Task statement — Pull out the part of the material that opens with the line containing "Find white flower." and closes with the line containing "325 507 361 551", and reproduce those lines verbatim. Include both end lines.

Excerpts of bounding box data
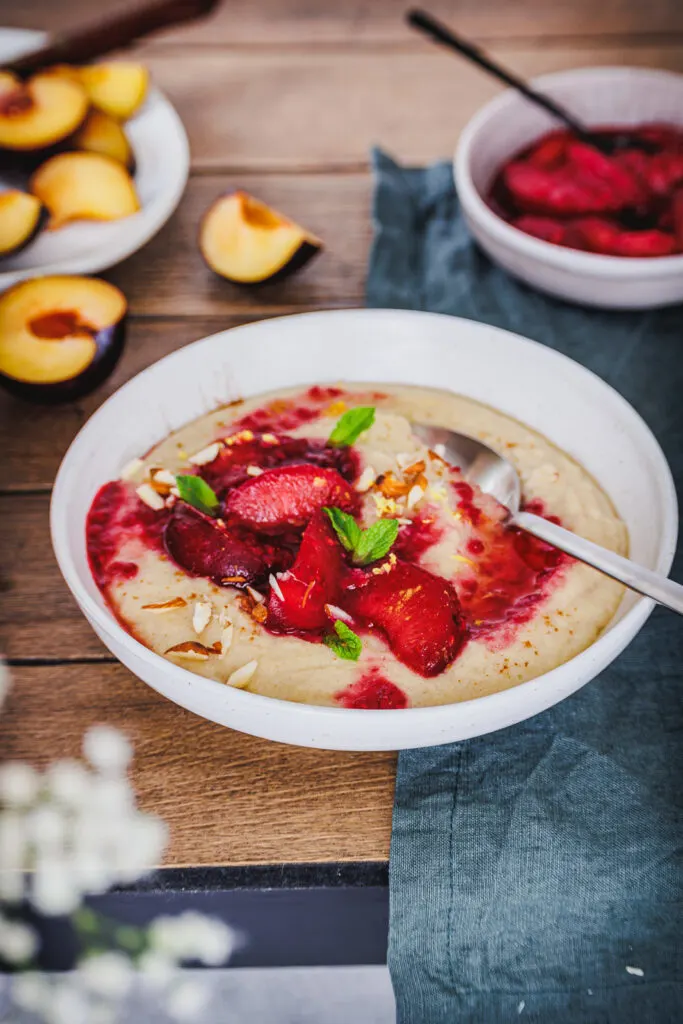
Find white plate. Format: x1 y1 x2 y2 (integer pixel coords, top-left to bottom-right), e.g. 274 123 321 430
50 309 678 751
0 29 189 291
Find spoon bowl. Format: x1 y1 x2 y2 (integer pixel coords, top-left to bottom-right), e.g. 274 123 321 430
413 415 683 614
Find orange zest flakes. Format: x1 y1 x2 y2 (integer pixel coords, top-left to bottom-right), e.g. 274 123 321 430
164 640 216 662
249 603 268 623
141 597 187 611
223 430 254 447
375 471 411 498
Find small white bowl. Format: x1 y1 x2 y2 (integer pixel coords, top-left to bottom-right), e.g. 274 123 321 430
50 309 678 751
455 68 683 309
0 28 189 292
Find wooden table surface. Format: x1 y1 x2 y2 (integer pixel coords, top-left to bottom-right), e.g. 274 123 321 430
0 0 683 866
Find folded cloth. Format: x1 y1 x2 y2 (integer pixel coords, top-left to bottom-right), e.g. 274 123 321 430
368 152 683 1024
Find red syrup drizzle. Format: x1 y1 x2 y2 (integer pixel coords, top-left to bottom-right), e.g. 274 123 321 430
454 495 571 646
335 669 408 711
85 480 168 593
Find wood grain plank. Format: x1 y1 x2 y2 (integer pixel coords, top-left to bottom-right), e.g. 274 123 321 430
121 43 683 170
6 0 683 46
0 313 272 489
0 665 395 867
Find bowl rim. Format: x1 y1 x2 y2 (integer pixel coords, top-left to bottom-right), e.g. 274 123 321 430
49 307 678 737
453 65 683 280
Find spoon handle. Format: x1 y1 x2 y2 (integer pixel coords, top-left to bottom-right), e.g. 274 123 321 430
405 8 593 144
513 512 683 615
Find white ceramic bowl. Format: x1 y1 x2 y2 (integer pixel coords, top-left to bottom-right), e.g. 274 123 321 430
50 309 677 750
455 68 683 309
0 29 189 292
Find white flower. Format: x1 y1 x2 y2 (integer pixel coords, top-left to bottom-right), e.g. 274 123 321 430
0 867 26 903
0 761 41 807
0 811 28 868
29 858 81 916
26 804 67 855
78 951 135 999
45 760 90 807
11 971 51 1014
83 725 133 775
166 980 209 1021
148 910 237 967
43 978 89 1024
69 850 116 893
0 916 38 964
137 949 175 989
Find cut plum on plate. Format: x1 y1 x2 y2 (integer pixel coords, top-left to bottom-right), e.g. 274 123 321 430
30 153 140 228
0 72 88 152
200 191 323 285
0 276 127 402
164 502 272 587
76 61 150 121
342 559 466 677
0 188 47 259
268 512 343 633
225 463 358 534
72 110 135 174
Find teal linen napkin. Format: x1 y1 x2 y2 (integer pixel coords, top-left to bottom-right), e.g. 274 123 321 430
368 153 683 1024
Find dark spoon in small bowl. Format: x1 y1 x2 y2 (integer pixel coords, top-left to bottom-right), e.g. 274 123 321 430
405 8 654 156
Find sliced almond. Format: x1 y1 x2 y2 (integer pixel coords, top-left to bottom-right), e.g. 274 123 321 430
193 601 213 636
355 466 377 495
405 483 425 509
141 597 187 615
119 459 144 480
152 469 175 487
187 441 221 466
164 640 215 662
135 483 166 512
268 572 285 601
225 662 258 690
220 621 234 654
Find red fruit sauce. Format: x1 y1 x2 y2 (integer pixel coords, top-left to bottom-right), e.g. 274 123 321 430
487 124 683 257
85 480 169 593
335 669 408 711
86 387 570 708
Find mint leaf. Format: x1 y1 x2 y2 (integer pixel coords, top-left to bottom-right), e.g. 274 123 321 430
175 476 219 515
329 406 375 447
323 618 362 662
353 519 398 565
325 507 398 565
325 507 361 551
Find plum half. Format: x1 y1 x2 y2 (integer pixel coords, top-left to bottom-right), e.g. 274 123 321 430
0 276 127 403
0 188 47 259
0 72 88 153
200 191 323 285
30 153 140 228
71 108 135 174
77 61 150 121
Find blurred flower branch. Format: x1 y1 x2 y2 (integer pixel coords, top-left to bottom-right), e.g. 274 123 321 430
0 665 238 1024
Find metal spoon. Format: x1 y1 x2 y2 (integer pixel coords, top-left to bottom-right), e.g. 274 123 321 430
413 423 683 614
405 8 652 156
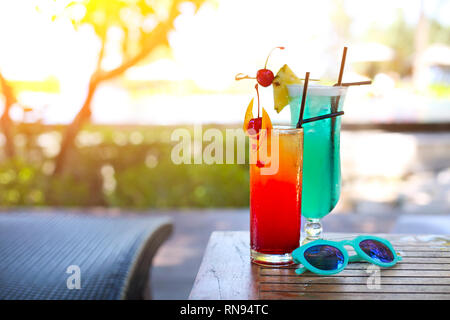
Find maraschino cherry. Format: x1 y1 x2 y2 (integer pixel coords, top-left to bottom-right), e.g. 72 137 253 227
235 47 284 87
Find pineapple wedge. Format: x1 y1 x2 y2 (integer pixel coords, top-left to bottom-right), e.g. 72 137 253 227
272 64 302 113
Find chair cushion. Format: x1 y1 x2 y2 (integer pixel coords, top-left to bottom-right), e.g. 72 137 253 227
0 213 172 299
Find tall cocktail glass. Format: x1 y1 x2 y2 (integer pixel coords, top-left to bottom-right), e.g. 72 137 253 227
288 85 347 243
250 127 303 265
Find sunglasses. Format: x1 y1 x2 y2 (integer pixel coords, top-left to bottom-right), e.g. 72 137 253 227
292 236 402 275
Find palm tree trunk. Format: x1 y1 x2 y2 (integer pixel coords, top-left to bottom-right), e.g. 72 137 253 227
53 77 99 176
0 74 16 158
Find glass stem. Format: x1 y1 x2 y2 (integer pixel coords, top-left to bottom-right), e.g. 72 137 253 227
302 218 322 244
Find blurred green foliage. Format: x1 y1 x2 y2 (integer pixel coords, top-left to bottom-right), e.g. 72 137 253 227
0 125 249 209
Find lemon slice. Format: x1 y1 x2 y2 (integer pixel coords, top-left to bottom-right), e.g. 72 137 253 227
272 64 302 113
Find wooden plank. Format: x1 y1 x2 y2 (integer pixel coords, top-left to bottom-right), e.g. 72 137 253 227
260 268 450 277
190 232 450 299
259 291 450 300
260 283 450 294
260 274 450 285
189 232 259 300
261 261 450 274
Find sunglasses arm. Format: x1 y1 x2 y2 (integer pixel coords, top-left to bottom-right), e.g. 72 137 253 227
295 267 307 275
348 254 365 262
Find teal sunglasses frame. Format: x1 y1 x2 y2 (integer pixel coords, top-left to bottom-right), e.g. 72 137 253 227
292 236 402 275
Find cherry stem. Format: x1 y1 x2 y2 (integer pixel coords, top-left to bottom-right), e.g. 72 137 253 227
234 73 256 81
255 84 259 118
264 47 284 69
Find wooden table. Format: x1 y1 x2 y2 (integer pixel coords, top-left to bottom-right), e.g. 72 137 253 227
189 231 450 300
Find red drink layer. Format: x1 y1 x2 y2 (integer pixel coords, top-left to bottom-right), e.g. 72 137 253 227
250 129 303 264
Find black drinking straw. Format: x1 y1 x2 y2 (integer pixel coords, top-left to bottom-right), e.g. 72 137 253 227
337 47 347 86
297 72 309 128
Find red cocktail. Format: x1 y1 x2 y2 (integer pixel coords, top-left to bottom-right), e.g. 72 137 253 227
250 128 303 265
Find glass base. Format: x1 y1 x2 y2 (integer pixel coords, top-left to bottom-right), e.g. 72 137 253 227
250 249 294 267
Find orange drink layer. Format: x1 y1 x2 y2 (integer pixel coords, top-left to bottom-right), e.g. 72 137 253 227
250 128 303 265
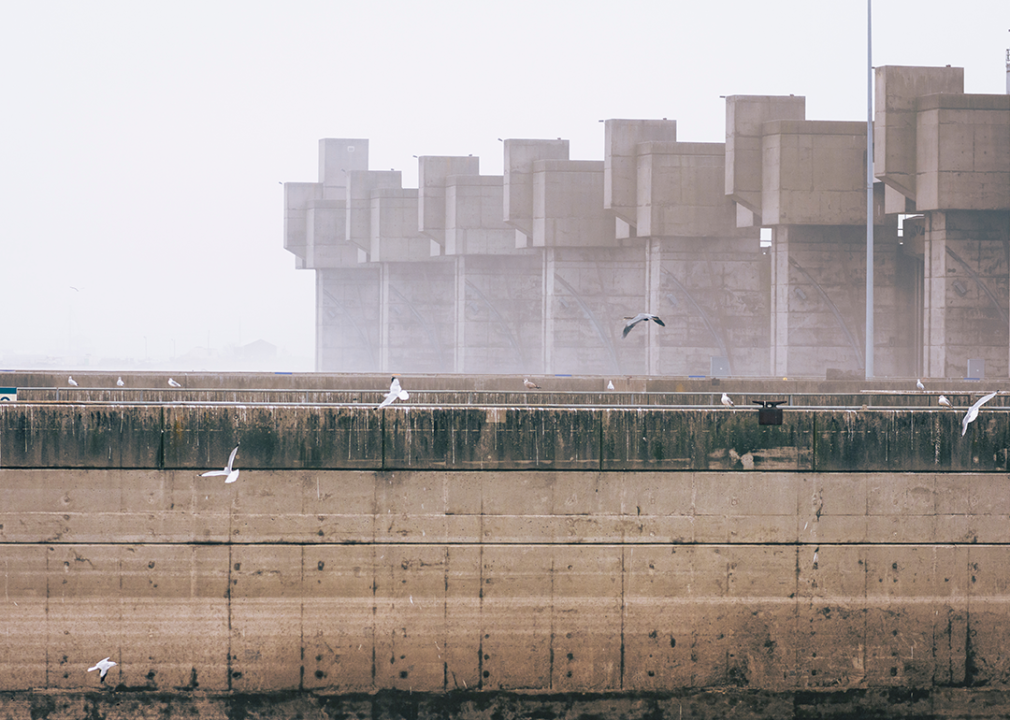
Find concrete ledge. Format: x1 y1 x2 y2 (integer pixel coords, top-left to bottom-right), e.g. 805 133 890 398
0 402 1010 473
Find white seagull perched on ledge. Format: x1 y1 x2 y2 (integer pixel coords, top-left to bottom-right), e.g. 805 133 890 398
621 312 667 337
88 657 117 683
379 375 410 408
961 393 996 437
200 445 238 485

In response —
Find white flower. Format: x1 y1 x2 y2 (integer pixel coords, top-left to bottom-right), e.g. 274 123 321 430
0 867 26 903
0 761 41 807
0 811 28 868
29 858 81 916
26 804 67 855
78 951 135 999
45 760 90 807
11 971 51 1014
83 725 133 775
166 980 209 1021
148 910 237 967
43 978 89 1024
69 850 116 893
0 916 38 964
137 949 175 989
Find cut plum on plate. Format: x1 y1 x2 y2 (integer pixel coords, top-left to bottom-right), e.g. 274 123 321 430
30 153 140 228
0 72 88 152
200 191 323 285
0 276 127 402
164 502 272 587
76 61 150 121
342 559 466 677
0 188 47 259
268 512 343 633
225 463 358 534
72 110 135 174
Find teal linen napkin. Format: x1 y1 x2 y2 (integer pixel coords, top-left to bottom-right), e.g. 274 123 321 430
368 153 683 1024
Find dark spoon in small bowl. Format: x1 y1 x2 y2 (integer pixel coords, top-left to bottom-right), e.g. 274 123 321 430
405 8 654 156
Find sliced almond. Format: x1 y1 x2 y2 (integer pixel coords, top-left to bottom-right), e.g. 274 123 321 430
193 601 213 636
355 466 377 495
405 483 425 509
141 597 187 615
119 459 144 480
152 469 175 487
187 441 221 466
164 640 215 662
135 483 166 512
268 572 285 601
225 662 258 690
220 621 234 654
Find red fruit sauce. Format: x1 y1 x2 y2 (integer pixel coords, top-left to bottom-right), e.g. 274 123 321 430
487 124 683 257
85 480 169 593
335 669 408 711
86 387 570 708
Find mint leaf. Format: x1 y1 x2 y2 (integer pixel coords, top-left to bottom-right), e.g. 274 123 321 430
175 476 219 515
329 406 375 447
323 618 362 662
353 519 398 565
325 507 398 565
325 507 361 551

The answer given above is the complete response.